> **WORK TO BE COMPLETED**
Nothing in the entries may be altered; copy them all exactly.

> **INFORMATION**
>>

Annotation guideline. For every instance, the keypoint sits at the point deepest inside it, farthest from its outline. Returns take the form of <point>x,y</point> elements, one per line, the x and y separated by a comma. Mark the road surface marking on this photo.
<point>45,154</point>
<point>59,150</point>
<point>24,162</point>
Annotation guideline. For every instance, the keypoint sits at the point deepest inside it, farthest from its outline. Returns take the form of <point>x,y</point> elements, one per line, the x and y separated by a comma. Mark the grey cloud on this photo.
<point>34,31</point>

<<

> **EXERCISE ANSWER**
Annotation guideline. For every instance, the keypoint sits at the point deepest inside it, farthest from its outline. Returns take the form of <point>x,y</point> elements, one per line, the x and y separated by a comma. Mark the road surface marking on this photo.
<point>45,154</point>
<point>59,150</point>
<point>24,162</point>
Annotation guideline. For every instance, the keypoint sits at the point deepest inside it, farthest from its outline. Returns take the form of <point>x,y</point> elements, one per line, the x and y separated by a comma. Mark the grey cloud on this photo.
<point>34,31</point>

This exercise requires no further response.